**STATED PROBLEM**
Duplicate the following lines exactly as they appear, from the first to the last.

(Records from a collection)
[Start]

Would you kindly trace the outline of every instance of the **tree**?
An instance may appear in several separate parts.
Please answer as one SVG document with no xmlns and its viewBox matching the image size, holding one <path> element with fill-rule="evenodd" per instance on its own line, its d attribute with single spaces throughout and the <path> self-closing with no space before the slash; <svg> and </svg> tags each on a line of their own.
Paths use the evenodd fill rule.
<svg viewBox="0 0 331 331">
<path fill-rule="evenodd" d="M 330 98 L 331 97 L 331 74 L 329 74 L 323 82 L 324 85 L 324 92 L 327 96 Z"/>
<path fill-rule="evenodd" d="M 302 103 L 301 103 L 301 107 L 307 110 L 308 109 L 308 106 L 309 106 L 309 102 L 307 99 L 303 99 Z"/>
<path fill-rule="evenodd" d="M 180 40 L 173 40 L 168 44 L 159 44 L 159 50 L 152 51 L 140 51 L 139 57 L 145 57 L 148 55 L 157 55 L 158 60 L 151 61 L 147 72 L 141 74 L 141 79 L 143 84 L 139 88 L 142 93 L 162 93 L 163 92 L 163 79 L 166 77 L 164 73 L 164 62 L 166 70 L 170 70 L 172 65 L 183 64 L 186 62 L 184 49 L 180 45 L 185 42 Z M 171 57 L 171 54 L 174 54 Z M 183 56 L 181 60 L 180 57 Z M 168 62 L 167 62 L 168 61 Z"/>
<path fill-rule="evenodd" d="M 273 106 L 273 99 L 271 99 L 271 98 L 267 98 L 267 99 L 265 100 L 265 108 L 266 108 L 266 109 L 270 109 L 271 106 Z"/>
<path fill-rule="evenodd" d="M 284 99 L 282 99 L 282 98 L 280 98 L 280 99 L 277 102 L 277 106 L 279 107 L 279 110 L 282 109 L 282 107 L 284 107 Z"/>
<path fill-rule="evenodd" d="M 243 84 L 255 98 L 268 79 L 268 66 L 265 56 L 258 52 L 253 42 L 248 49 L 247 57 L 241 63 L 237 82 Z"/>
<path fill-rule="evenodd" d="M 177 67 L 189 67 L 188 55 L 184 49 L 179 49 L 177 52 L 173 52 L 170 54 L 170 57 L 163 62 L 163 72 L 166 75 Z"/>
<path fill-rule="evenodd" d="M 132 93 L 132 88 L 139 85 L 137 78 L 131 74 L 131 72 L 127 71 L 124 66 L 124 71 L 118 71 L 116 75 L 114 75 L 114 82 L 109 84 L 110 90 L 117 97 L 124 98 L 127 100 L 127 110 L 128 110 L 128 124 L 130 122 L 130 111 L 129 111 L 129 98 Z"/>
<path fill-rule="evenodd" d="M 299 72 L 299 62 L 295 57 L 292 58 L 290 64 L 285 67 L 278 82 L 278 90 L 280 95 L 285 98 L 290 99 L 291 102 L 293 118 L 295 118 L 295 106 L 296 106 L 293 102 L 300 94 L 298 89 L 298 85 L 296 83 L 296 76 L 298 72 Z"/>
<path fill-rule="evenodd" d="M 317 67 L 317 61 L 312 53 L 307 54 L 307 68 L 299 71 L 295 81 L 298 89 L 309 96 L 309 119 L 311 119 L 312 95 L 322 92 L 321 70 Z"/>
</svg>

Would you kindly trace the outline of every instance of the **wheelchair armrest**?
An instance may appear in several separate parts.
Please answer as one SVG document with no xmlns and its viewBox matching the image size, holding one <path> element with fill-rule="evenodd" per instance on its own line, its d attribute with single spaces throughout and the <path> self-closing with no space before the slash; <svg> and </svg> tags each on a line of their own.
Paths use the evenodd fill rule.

[End]

**WRITTEN SOLUTION**
Would you kindly trace the outline of every instance of the **tree**?
An instance may appear in several separate parts.
Please answer as one SVG document with no xmlns and its viewBox matching the image size, holding one <path> element with fill-rule="evenodd" per instance on its own line, its d attribute with single spaces throughout and the <path> self-closing with no space before the slash; <svg> and </svg> tags each on a line of their own.
Paths use the evenodd fill rule.
<svg viewBox="0 0 331 331">
<path fill-rule="evenodd" d="M 330 98 L 331 97 L 331 74 L 329 74 L 323 82 L 324 85 L 324 92 L 327 96 Z"/>
<path fill-rule="evenodd" d="M 302 103 L 301 103 L 301 107 L 307 110 L 308 109 L 308 106 L 309 106 L 309 102 L 307 99 L 303 99 Z"/>
<path fill-rule="evenodd" d="M 180 40 L 173 40 L 168 44 L 159 44 L 159 50 L 152 51 L 140 51 L 139 57 L 145 57 L 148 55 L 157 55 L 158 60 L 151 61 L 147 72 L 141 74 L 141 79 L 143 84 L 139 88 L 142 93 L 162 93 L 163 92 L 163 79 L 166 77 L 164 73 L 164 62 L 166 70 L 170 70 L 172 65 L 183 64 L 186 62 L 184 49 L 180 45 L 185 42 Z M 171 57 L 171 54 L 174 54 Z M 183 56 L 181 60 L 180 57 Z M 168 62 L 167 62 L 168 61 Z"/>
<path fill-rule="evenodd" d="M 273 106 L 273 99 L 271 99 L 271 98 L 267 98 L 267 99 L 265 100 L 265 108 L 266 108 L 266 109 L 270 109 L 271 106 Z"/>
<path fill-rule="evenodd" d="M 284 99 L 282 99 L 282 98 L 280 98 L 280 99 L 277 102 L 277 106 L 279 107 L 279 110 L 282 109 L 282 107 L 284 107 Z"/>
<path fill-rule="evenodd" d="M 243 84 L 255 98 L 268 79 L 268 66 L 265 56 L 258 52 L 253 42 L 248 49 L 247 57 L 241 63 L 237 82 Z"/>
<path fill-rule="evenodd" d="M 177 67 L 189 67 L 188 55 L 184 49 L 179 49 L 177 52 L 173 52 L 170 54 L 170 57 L 163 62 L 163 72 L 166 75 Z"/>
<path fill-rule="evenodd" d="M 132 93 L 132 88 L 139 85 L 137 78 L 131 74 L 131 72 L 127 71 L 124 66 L 124 71 L 118 71 L 116 75 L 114 75 L 114 82 L 109 84 L 110 90 L 117 97 L 124 98 L 127 100 L 127 110 L 128 110 L 128 124 L 130 122 L 130 111 L 129 111 L 129 98 Z"/>
<path fill-rule="evenodd" d="M 299 72 L 299 62 L 295 57 L 292 58 L 290 64 L 285 67 L 278 82 L 278 90 L 280 95 L 285 98 L 290 99 L 291 102 L 293 118 L 295 118 L 295 106 L 296 106 L 293 102 L 300 94 L 298 89 L 298 85 L 296 83 L 296 76 L 298 72 Z"/>
<path fill-rule="evenodd" d="M 317 67 L 317 61 L 312 53 L 307 54 L 307 68 L 299 71 L 295 81 L 298 89 L 309 96 L 309 119 L 311 119 L 312 95 L 322 92 L 321 70 Z"/>
</svg>

Would you kindly trace the outline of every instance of the **wheelchair armrest**?
An instance may appear in several separate parts.
Please answer as one SVG document with no xmlns and its viewBox matching the image size, holding one <path> element with fill-rule="evenodd" per instance on its own line, its d attribute with single spaces throughout and the <path> self-closing with no space before the slash; <svg> and </svg> tags each on a line of their own.
Paths use the evenodd fill rule.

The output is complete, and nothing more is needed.